* TEXT SHOWN:
+===+
Kazakhstan's Two-Step Nuclear Plan Reveals Delicate Diplomacy

4 months ago 9

It was a completely unsurprising surprise announcement. 

In a highly unusual statement issued on June 14, a Saturday, Kazakh authorities said they had selected Russia’s state-owned Rosatom to build Kazakhstan’s first nuclear power plant, binding the country further to its northern neighbor.

“Finally, the spectacle is over,” Kazakh economist Aset Nauryzbaev, who opposed the project, said in a video after the announcement. 

The real surprise came later the same day when Almassadam Satkaliyev, the chair of Kazakhstan’s nuclear energy agency, said in an interview that the country would build a second power station, this one likely constructed by a Chinese state company, which had been the runner-up in the bidding on the first plant.

The Kazakh nuclear two-step shows that, despite predictions that Central Asia would drift from Russia after the full-scale invasion of Ukraine, the Kremlin keeps finding ways to maintain its influence. But the outcome also illustrates that Central Asian states cannot afford to rebuff China either.
+===+
* RECORD EXCERPTS:
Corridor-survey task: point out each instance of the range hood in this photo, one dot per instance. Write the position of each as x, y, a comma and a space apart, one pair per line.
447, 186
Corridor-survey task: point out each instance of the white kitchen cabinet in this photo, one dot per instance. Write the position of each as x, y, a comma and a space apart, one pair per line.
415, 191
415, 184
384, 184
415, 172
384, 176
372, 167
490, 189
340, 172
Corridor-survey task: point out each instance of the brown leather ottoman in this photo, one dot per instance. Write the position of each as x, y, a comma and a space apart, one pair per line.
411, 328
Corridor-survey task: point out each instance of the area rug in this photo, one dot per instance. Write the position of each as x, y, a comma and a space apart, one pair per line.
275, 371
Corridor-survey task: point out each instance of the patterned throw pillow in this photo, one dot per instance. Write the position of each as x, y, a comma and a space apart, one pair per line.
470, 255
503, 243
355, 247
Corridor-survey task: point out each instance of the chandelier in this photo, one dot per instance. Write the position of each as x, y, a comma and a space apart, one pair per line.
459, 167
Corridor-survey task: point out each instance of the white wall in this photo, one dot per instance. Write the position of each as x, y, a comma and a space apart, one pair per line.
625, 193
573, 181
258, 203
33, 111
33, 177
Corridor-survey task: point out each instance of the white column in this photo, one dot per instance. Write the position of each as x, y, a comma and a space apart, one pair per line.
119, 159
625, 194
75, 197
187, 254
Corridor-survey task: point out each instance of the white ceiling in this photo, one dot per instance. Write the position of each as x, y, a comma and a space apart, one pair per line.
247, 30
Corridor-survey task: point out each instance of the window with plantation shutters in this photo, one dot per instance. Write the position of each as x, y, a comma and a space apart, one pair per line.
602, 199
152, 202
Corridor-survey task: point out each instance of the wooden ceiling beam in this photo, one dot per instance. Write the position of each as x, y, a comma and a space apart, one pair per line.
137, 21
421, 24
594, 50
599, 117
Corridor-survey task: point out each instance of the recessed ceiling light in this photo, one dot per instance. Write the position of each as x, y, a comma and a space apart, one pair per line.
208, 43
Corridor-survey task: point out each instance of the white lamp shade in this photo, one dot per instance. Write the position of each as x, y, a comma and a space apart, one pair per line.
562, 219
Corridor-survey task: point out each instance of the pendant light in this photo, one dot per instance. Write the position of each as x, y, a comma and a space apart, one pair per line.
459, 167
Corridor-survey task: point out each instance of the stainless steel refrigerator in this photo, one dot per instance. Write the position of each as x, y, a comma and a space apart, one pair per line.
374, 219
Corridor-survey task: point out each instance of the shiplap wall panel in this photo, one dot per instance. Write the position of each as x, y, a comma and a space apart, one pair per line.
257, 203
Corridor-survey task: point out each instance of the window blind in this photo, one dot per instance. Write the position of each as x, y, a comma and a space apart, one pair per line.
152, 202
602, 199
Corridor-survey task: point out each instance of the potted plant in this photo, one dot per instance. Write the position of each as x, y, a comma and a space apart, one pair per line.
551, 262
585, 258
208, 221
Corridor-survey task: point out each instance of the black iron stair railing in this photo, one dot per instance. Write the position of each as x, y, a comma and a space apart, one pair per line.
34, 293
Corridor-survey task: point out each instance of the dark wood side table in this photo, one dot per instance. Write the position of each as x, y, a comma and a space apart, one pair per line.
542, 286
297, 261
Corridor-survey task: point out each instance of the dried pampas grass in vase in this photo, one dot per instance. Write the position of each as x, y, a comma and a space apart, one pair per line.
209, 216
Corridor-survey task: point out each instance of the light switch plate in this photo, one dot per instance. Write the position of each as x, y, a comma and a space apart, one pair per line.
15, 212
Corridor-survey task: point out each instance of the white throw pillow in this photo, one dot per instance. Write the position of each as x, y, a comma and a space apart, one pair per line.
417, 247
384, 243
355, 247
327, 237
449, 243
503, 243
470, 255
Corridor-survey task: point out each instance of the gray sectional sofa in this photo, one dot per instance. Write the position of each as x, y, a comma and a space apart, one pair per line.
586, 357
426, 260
+===+
* PROMPT 1: Summarize the article on Kazakhstan's nuclear power plans in two sentences.
* PROMPT 2: According to the article on Kazakhstan's nuclear power plans, who chairs Kazakhstan's nuclear energy agency?
* PROMPT 3: Write a continuation of the article on Kazakhstan's nuclear power plans, beginning after its final sentence.

* EXERCISE OUTPUT 1: On June 14, Kazakh authorities announced that Russia's state-owned Rosatom had been selected to build Kazakhstan's first nuclear power plant. Later that day, the chair of the country's nuclear energy agency said a second station would be built, likely by the Chinese state company that was runner-up in the bidding, an outcome showing that the Kremlin keeps maintaining its influence while Central Asian states cannot afford to rebuff China either.

* EXERCISE OUTPUT 2: Almassadam Satkaliyev.

* EXERCISE OUTPUT 3:
The balancing act between Beijing and Moscow has been a throughline for Kazakh foreign policy in the last decade, while the next decade will show whether Astana can successfully leverage that balance to meet its energy needs without tying itself too closely to either power.

Though Rosatom’s campaign was heavily colored by geopolitical tones, observers say the company may have indeed offered Kazakhstan a good deal.

“In terms of competitive advantages, Rosatom’s proposal really does look like one of the best options for Kazakhstan,” said Shaimerden Chikanayev, a researcher at the ChineseUniversity of Hong Kong who studied the selection process.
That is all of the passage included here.